# SELECTION
----

It's this guy promising to shove a five-layer burrito up his ass.
All right.
We might as well do that.
This just happened during the Jay Glazer segment because Jay Glazer said something about something
being up his ass and I whispered to Mike in the talk back, I'm like, Mike, didn't you
have a story you were dying to get to about somebody trying to put a five-layer burrito
up their ass?
And you know what his response to me was? That's a college football story. Dan, I can't put that here. That's
not a professional football story. So here it is. Here's the space for you to get to
the story now that we're in a pro football free zone and we're in college football land.
I need all the details, please.
Alright, so I'll give them to you. We've seen Big 12 After Dark try to replace Pac-12 After Dark,
and it was electric.
We got the Baylor, Colorado, Hail Mary situation.
By the way, Miami's going to be playing 10 30 PM Eastern
at Cal in two weeks.
So Miami gets to help fill the void of Pac-12 After Dark.
But one of the late night games was Kansas State
going to Provo.
You don't do that. Just don't go a Provo going in a Provo on Saturday night and getting
blown out before that game though this is really in in I guess in vogue. Can they
put up on the screen again Parker Kingston and that that return of a punt
because it is the best play in college football this year and I know it's not
as good as the burrito up the butt,
but continue.
This was Devin Hester like this return,
only if Devin Hester was a really tiny white guy
in front of a bunch of Mormons.
It's totally insane.
It's about as far as you can run
on a football field geographically.
He covered basically almost all of the yardage
except his own end zone.
So like the still from BYU's official social media accounts was that picture with his arms
out outstretched in the end zone with a sub headline, live moss.

----

# Data records
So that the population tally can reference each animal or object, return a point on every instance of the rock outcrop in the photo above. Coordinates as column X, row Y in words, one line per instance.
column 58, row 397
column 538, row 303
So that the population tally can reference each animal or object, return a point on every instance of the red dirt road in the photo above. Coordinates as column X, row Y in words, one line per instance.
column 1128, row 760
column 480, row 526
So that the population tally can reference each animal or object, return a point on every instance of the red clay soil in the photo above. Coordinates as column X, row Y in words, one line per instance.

----

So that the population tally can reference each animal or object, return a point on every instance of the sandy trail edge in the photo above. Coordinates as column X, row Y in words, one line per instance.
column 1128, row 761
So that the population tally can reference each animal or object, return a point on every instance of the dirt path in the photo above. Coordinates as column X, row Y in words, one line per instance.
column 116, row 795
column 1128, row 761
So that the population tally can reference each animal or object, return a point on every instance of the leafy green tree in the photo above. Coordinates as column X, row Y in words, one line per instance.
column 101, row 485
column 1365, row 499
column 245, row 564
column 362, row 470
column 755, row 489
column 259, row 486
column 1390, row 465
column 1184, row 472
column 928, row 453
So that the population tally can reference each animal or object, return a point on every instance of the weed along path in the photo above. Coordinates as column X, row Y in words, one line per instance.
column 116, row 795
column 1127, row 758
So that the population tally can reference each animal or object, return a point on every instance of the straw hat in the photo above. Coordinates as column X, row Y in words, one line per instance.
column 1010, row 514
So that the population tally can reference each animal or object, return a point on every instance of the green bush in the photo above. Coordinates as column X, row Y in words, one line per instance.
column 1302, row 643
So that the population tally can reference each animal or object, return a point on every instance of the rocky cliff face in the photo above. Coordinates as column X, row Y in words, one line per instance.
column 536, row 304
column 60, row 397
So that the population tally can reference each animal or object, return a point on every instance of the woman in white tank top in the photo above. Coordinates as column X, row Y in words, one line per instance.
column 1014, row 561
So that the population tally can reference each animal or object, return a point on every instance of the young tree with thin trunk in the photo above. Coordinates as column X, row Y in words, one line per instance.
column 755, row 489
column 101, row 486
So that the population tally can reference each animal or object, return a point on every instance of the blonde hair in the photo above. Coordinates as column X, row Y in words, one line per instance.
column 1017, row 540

----

# BRIEF A
Answer these questions using the football show transcript:
(i) Which team will Miami play at 10:30 PM Eastern in two weeks?
(ii) Which team went to Provo for one of the late-night games?
(iii) Whose punt return is described as the best play in college football this year?
# BRIEF B
Duplicate the part of the football show transcript starting at "You don't do" and ending at "but continue.".
# BRIEF C
Pick up the football show transcript after its last sentence and carry it on.
The entries have no connection to the football show transcript.

# REPLY A
(i) Cal
(ii) Kansas State
(iii) Parker Kingston

# REPLY B
You don't do that. Just don't go a Provo going in a Provo on Saturday night and getting
blown out before that game though this is really in in I guess in vogue. Can they
put up on the screen again Parker Kingston and that that return of a punt
because it is the best play in college football this year and I know it's not
as good as the burrito up the butt,
but continue.

# REPLY C
And if you didn't have the contacts, why are we doing a Taco Bell tagline?
It's because a fan of K-State football tweeted out before the game, if K-State loses to BYU,
I'll shove a beefy five-layer burrito up my ass.
So he promised that, but we've seen this now
from football fans everywhere.
I promised to eat some toilet paper if FSU beat LSU.
I held up my end of the bargain.
Took you a long time, but you did do it.
Took me a couple of months,
but I finally got around to it.
The person who said they were gonna eat dog shit
if they lost a bet, then lost the bet
and didn't eat the dog shit.
And now, do we know the five layers in a burrito?
Do you guys, do you think that together?
It's the same five ingredients generally
in all their products, just packaged differently.
I would imagine beef, cheese, sour cream.
Lettuce is not one of the layers.
Sour cream, no? Beans, there you go. Beans. That's four, sour cream. Lettuce is not one of the layers. Sour cream, sour cream?
Beans.
That's four right there.
And rice.
So at St. Bill Snyder could do the thing that's trendy,
which is just do this for social media clout
and then walk away from it.
But he's not.
Do it.
Give you the TikTok video of him doing this
with a five layer burrito, which is a, it's
very aggressive.
Yeah.
So he was live tweeting as the game was happening, understanding how cooked he was by the entire
experience.
He picked up a burrito threatening to do it a day ago, but now the most recent video is
this man who is protecting his identity.
He is wearing a Taco Bell bag over his face and he is is announced Saturday, 9.28 at 9.30 PM.
No, no, no, no, nobody wants to actually see this.
He will pay the bet.
No, nobody wants to see this.
You know, I'm glad you mentioned that
because I'm with you.
I don't actually want to see it,
but I do want to see all the pomp and circumstance
that leads us all the way up into the point of insertion.
Well, who's your Tio?
Can you imagine sitting there watching that punt return after you have said
that you're going to make this bet publicly and you're already down 24 to 6?
And then that punt return is what you see.
And the consequence is really all five layers.
I'm on the hook on the Internet for all five layers of this.
Now, let's talk strategy, because I think we're all familiar
with how a five layer burrito comes out of there.
But how does it go in?
And he teased some of his strategy,
tipped his hand a little bit.
I think he's gonna freeze the burrito.
Oh God, that's the worst option.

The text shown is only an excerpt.